(Records of labeled boxes)
▬▬▬▬▬▬▬▬▬▬

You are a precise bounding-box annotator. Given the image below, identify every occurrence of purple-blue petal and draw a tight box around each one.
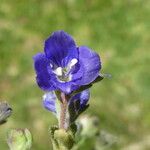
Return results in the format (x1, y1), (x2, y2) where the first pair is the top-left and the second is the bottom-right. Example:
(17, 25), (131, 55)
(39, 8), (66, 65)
(70, 89), (90, 108)
(53, 80), (79, 94)
(44, 30), (78, 67)
(43, 92), (56, 113)
(77, 46), (101, 85)
(33, 53), (55, 91)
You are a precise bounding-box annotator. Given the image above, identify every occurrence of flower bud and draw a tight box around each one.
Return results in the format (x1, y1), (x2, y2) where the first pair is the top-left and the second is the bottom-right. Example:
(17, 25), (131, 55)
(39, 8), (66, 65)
(7, 129), (32, 150)
(0, 102), (12, 124)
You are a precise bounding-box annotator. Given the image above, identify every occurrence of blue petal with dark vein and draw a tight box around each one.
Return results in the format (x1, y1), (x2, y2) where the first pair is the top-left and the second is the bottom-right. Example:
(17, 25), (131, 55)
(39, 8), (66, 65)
(44, 30), (78, 67)
(77, 46), (101, 85)
(33, 53), (55, 91)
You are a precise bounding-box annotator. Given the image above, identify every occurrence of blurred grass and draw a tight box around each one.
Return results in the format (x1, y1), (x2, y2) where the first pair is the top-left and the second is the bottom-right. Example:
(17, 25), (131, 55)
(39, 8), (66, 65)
(0, 0), (150, 150)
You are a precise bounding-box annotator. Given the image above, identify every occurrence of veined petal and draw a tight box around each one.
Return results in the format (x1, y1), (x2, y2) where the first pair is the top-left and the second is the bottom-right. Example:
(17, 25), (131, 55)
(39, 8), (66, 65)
(43, 92), (56, 113)
(33, 53), (55, 90)
(78, 46), (101, 85)
(44, 30), (78, 67)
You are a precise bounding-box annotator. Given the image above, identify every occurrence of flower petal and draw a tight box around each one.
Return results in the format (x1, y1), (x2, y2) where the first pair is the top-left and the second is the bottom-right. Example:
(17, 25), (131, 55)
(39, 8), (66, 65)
(33, 53), (55, 90)
(43, 92), (56, 113)
(44, 30), (78, 67)
(53, 80), (79, 94)
(71, 89), (90, 108)
(78, 46), (101, 85)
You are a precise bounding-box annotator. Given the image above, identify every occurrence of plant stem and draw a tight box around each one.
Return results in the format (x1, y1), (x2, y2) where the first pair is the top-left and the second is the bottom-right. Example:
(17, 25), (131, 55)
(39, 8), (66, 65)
(59, 93), (68, 129)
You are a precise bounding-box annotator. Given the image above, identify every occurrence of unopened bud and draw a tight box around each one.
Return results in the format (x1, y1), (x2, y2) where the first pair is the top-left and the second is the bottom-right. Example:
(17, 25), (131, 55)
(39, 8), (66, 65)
(7, 129), (32, 150)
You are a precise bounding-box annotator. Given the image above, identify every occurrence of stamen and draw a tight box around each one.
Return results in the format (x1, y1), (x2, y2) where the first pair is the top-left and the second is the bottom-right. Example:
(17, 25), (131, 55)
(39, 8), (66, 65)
(50, 63), (53, 68)
(69, 58), (78, 68)
(54, 67), (63, 76)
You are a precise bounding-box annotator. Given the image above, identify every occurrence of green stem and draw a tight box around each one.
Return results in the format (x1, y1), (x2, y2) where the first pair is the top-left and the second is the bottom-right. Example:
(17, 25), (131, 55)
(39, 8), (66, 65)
(59, 93), (68, 129)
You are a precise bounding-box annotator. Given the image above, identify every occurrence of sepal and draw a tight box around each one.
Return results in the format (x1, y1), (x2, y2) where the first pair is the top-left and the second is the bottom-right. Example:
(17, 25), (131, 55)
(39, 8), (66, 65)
(0, 102), (12, 125)
(7, 129), (32, 150)
(50, 126), (74, 150)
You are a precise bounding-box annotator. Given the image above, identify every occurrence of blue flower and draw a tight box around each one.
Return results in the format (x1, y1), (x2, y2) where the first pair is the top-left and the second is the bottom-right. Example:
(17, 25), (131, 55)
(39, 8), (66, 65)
(34, 31), (101, 94)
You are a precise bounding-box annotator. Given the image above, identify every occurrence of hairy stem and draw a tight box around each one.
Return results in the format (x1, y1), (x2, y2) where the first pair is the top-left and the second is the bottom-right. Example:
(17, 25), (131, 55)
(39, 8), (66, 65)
(59, 93), (68, 129)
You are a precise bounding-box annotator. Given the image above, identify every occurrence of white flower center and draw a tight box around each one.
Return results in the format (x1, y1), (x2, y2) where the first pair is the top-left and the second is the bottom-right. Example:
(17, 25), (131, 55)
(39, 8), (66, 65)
(50, 58), (78, 82)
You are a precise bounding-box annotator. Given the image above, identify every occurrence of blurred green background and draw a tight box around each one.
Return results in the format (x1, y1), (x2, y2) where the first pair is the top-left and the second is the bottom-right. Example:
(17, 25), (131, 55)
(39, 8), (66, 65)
(0, 0), (150, 150)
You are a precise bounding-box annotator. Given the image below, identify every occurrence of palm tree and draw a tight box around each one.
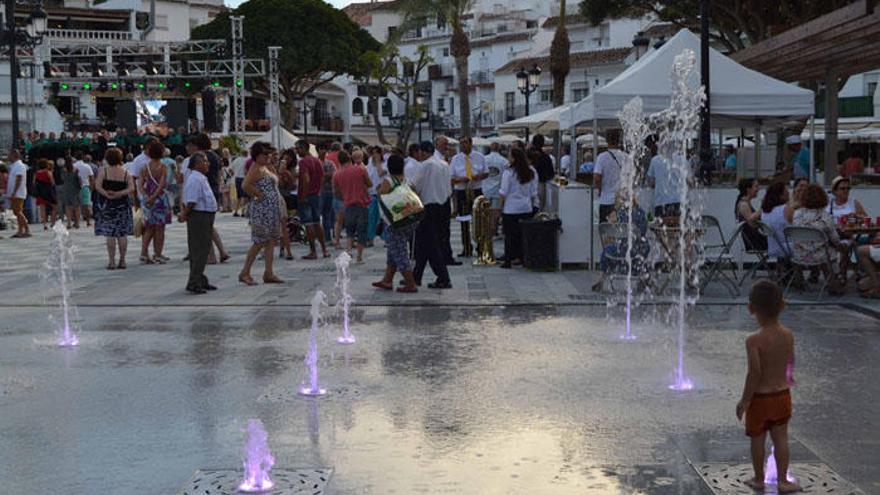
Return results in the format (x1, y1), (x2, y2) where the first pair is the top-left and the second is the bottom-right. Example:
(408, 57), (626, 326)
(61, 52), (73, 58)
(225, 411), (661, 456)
(400, 0), (474, 136)
(550, 0), (571, 107)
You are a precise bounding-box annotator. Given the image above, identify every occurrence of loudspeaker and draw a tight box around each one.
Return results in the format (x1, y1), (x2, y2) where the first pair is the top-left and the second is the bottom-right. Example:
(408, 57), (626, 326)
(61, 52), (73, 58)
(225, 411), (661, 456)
(162, 98), (189, 129)
(202, 89), (219, 132)
(116, 99), (137, 132)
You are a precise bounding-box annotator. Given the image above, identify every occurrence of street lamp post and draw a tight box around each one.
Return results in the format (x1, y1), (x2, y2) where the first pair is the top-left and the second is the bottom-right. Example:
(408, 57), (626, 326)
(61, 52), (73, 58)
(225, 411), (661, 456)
(0, 0), (49, 148)
(516, 64), (541, 117)
(416, 93), (425, 143)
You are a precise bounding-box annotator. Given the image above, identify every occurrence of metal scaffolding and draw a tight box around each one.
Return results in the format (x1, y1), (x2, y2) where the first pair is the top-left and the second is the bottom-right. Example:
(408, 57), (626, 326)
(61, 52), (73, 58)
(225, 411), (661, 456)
(269, 46), (281, 148)
(229, 15), (245, 134)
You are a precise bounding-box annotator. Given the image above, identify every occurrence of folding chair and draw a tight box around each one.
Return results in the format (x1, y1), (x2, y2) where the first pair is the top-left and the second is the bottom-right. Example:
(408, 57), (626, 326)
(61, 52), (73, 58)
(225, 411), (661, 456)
(739, 220), (772, 287)
(783, 226), (834, 301)
(599, 223), (647, 292)
(700, 222), (745, 296)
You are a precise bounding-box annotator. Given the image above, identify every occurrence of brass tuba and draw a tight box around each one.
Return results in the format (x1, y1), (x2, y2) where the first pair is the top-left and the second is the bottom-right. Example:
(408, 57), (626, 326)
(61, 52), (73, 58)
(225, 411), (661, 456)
(471, 196), (495, 266)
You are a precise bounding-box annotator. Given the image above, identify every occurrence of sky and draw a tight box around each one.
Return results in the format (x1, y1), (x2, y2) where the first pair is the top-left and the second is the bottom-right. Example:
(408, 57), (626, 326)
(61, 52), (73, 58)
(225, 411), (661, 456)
(224, 0), (363, 9)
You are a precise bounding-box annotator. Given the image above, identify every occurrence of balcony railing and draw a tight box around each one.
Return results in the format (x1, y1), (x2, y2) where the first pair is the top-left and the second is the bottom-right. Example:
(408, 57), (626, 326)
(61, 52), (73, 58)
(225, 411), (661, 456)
(47, 29), (134, 41)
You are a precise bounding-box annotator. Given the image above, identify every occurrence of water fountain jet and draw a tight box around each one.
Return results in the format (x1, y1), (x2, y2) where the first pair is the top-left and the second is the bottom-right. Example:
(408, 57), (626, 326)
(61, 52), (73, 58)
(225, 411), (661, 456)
(299, 290), (327, 396)
(335, 251), (355, 344)
(238, 419), (275, 493)
(46, 222), (79, 347)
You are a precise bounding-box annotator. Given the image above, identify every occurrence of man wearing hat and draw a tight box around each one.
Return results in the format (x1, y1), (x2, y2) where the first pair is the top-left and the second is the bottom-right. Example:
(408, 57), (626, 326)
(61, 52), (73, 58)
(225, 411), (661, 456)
(785, 135), (810, 179)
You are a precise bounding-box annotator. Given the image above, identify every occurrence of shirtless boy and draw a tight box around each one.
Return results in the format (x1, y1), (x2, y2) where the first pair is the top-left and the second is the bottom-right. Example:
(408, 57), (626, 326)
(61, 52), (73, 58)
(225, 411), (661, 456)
(736, 280), (800, 493)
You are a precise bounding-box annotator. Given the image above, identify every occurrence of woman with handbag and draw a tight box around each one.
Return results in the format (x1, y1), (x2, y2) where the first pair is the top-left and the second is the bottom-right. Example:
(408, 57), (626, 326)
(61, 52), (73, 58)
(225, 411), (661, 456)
(34, 159), (58, 230)
(499, 148), (539, 268)
(373, 155), (421, 293)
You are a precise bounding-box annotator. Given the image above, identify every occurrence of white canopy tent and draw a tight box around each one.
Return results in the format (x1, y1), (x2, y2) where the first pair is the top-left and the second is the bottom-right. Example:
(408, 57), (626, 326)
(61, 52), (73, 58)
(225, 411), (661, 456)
(560, 29), (814, 128)
(559, 29), (814, 180)
(498, 103), (575, 134)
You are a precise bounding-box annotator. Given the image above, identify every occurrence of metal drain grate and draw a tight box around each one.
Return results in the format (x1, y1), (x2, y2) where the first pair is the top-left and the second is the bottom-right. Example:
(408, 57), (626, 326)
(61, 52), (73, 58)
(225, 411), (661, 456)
(177, 468), (333, 495)
(694, 462), (864, 495)
(300, 265), (336, 272)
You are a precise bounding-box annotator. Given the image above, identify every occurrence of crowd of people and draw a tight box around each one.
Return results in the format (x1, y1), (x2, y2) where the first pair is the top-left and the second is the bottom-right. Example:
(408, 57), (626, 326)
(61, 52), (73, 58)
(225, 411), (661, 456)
(0, 130), (555, 293)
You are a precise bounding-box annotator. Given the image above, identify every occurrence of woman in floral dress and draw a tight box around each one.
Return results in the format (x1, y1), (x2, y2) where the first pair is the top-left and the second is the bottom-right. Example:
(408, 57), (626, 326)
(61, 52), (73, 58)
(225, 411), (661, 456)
(238, 141), (284, 285)
(138, 142), (172, 264)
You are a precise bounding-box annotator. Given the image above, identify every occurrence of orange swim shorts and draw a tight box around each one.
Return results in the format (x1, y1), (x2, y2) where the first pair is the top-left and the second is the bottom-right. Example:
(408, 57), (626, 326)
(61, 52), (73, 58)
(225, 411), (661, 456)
(746, 389), (791, 437)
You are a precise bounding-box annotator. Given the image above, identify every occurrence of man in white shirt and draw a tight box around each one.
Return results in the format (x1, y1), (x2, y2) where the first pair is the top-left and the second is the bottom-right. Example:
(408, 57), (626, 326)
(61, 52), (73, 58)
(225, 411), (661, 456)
(449, 136), (489, 258)
(6, 148), (31, 239)
(483, 143), (510, 235)
(412, 141), (452, 289)
(73, 151), (95, 227)
(178, 152), (217, 294)
(647, 146), (690, 217)
(593, 129), (627, 223)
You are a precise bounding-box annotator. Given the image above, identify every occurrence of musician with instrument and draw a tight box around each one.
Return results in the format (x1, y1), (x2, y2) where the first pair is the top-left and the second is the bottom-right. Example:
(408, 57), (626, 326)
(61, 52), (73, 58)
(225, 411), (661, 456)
(449, 136), (489, 258)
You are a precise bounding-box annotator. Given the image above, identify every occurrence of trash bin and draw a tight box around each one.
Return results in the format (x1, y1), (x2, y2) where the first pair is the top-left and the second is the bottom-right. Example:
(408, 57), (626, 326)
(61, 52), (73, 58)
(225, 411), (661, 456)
(519, 215), (562, 271)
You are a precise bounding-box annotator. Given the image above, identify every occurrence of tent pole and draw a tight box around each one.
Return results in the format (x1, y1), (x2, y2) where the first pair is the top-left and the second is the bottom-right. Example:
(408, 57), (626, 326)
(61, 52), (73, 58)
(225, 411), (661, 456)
(755, 120), (761, 179)
(810, 115), (816, 184)
(568, 125), (579, 182)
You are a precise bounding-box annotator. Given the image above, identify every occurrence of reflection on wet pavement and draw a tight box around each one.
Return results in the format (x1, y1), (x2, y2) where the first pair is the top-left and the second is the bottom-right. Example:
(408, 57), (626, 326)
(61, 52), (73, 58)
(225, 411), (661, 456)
(0, 306), (880, 495)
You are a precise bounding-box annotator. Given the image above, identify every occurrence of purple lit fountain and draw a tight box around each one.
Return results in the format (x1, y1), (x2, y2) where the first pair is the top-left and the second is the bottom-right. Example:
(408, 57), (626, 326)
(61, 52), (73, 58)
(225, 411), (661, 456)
(764, 447), (797, 485)
(651, 50), (706, 391)
(45, 222), (79, 347)
(617, 96), (650, 340)
(335, 251), (355, 344)
(238, 419), (275, 493)
(299, 290), (327, 396)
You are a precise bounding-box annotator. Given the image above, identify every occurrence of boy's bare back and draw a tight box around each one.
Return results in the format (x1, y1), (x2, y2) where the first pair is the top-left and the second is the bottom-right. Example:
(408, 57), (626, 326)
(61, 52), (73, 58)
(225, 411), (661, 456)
(746, 323), (794, 394)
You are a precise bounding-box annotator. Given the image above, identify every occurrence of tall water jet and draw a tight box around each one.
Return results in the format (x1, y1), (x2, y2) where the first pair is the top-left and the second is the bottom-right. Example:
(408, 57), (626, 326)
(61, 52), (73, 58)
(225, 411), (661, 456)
(652, 50), (706, 390)
(617, 96), (650, 340)
(238, 419), (275, 493)
(45, 222), (79, 347)
(299, 290), (327, 396)
(335, 251), (355, 344)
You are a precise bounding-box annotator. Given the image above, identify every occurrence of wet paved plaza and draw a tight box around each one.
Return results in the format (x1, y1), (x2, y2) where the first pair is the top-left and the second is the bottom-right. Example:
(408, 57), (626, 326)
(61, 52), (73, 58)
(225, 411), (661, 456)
(0, 305), (880, 495)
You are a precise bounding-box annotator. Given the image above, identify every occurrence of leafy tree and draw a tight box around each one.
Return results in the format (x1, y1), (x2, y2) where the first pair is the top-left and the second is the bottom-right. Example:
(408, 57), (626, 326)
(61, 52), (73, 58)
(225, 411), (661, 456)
(580, 0), (853, 52)
(400, 0), (474, 136)
(192, 0), (380, 130)
(550, 0), (571, 107)
(364, 43), (433, 145)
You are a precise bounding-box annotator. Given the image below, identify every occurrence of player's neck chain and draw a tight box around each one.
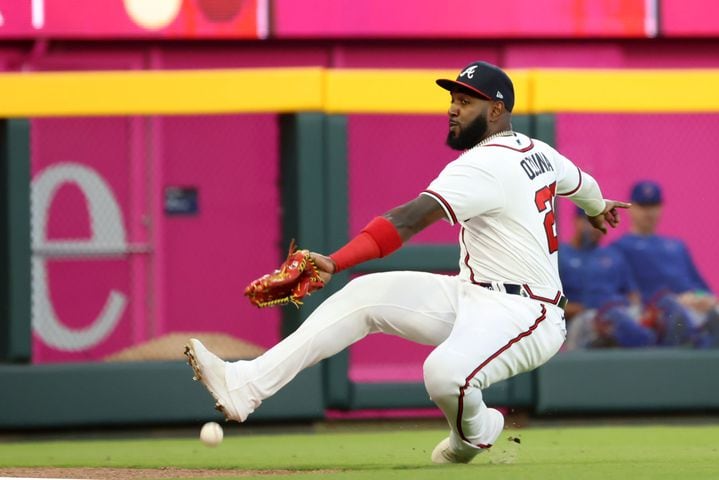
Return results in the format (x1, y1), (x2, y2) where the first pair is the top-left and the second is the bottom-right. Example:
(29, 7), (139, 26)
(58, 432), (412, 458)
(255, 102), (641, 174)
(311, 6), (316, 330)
(477, 130), (514, 147)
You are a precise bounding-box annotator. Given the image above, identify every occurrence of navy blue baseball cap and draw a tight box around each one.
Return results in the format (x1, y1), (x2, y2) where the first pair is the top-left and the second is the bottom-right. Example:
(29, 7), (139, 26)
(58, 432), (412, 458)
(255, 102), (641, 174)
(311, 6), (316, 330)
(632, 180), (663, 205)
(437, 62), (514, 112)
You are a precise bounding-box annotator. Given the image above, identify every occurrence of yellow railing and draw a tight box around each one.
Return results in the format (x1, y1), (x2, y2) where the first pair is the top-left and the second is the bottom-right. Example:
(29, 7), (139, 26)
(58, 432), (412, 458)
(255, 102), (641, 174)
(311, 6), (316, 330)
(0, 67), (719, 118)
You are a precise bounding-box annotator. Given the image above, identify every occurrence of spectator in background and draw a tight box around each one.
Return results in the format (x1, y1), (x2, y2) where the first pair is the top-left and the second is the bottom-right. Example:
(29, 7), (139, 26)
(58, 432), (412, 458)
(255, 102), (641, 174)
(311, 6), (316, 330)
(559, 209), (657, 350)
(613, 180), (719, 347)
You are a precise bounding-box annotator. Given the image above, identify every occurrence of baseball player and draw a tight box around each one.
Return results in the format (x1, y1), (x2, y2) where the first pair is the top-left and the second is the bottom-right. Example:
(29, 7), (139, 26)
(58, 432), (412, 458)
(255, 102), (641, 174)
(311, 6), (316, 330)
(188, 62), (629, 463)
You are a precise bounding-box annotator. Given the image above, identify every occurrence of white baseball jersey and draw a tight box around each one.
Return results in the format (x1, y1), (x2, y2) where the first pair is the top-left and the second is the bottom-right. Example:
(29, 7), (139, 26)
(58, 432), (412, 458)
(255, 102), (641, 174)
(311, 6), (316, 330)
(422, 132), (592, 292)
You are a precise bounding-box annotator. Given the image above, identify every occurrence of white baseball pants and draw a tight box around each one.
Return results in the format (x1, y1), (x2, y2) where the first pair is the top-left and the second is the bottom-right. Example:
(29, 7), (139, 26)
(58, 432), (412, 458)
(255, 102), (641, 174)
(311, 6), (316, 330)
(227, 272), (565, 448)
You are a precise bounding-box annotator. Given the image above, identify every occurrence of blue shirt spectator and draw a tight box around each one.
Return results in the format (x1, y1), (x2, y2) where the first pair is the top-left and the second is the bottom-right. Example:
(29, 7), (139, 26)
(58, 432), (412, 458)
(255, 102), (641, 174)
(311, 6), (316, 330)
(582, 246), (638, 308)
(614, 181), (709, 302)
(614, 233), (709, 302)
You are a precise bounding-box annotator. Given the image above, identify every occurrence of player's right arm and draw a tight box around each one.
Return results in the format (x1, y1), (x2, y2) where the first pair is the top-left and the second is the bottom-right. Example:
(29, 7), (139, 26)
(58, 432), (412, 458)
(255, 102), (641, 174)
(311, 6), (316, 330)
(555, 151), (631, 233)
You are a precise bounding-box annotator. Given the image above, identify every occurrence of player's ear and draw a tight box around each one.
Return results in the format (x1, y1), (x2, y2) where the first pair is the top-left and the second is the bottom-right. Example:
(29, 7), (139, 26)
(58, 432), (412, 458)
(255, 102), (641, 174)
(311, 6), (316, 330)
(488, 101), (507, 122)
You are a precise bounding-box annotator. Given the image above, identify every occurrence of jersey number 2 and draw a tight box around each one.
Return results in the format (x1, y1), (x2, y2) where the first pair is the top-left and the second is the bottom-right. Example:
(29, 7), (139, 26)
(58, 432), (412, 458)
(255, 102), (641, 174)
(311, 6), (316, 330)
(534, 182), (559, 253)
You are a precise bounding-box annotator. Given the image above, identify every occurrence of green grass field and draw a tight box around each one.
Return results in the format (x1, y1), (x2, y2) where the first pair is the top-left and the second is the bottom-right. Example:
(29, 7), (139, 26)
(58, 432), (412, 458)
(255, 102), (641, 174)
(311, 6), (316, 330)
(0, 424), (719, 480)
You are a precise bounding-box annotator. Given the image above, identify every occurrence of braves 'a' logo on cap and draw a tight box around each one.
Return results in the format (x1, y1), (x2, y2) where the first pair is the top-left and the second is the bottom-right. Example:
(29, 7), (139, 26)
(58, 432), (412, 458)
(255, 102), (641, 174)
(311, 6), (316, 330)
(459, 65), (477, 78)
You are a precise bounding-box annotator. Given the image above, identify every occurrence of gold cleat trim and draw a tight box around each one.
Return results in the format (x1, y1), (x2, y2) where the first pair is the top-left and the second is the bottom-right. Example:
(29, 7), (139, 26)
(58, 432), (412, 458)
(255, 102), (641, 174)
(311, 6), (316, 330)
(185, 343), (230, 422)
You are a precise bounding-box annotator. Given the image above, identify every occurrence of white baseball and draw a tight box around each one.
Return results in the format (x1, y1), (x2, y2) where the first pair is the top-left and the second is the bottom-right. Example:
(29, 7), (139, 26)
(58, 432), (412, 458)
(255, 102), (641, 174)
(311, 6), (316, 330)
(200, 422), (224, 447)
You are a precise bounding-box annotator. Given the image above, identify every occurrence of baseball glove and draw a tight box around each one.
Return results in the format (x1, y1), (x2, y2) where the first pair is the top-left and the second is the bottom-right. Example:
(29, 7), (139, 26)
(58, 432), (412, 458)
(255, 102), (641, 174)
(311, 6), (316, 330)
(245, 240), (325, 308)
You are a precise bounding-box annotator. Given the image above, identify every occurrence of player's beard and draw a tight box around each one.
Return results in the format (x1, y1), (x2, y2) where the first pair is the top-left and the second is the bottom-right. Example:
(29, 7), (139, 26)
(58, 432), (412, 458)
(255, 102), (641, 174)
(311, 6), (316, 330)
(446, 113), (489, 150)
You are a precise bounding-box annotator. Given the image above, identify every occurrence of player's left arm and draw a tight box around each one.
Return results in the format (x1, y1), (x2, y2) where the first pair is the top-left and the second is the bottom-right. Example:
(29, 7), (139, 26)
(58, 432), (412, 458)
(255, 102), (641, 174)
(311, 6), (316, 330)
(311, 195), (446, 281)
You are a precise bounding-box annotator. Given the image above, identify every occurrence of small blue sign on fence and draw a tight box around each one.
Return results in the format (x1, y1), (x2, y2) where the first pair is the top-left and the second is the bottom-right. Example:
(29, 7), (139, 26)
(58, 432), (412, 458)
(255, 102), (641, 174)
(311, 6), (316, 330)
(165, 187), (199, 215)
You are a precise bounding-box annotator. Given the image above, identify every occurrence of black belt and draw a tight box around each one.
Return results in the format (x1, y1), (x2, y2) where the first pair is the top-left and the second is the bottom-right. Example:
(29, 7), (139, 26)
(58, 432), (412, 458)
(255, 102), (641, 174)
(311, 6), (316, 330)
(477, 282), (567, 309)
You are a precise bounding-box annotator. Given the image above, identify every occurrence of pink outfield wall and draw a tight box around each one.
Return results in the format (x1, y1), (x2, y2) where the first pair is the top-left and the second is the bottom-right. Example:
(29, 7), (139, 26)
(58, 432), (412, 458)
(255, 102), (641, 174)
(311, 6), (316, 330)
(32, 115), (280, 363)
(272, 0), (656, 38)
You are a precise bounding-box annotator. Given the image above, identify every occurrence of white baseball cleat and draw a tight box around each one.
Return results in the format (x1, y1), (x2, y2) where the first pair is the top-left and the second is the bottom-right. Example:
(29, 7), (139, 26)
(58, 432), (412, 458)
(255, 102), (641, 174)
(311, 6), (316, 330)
(185, 338), (254, 422)
(432, 408), (504, 464)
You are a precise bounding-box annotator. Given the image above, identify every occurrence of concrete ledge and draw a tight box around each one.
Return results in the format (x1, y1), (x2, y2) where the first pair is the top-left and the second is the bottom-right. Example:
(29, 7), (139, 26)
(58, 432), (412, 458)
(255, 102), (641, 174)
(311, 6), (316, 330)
(0, 361), (324, 429)
(536, 349), (719, 414)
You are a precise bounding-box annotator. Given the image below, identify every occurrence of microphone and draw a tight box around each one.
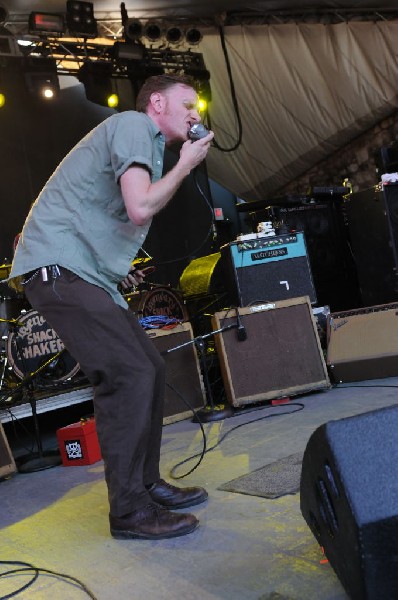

▬▬▬▬▬▬▬▬▬▬

**WHAT THE EXERCISE ASKS**.
Give the records from the line containing "of player's left" through the line containing "(311, 195), (446, 281)", both included, as a numbered list without blank lines.

**SOLUTION FOR THIS EXERCISE**.
1. You are a precise bounding-box annotator. Given the image above, identify every occurrence of player's left arm and draw a tight box around each one.
2. Return results in the format (x1, y1), (x2, y2) where the first pair is the top-left and the second is the bottom-right. Example:
3. (29, 7), (139, 26)
4. (58, 432), (412, 458)
5. (255, 102), (641, 174)
6. (311, 6), (316, 330)
7. (311, 195), (446, 281)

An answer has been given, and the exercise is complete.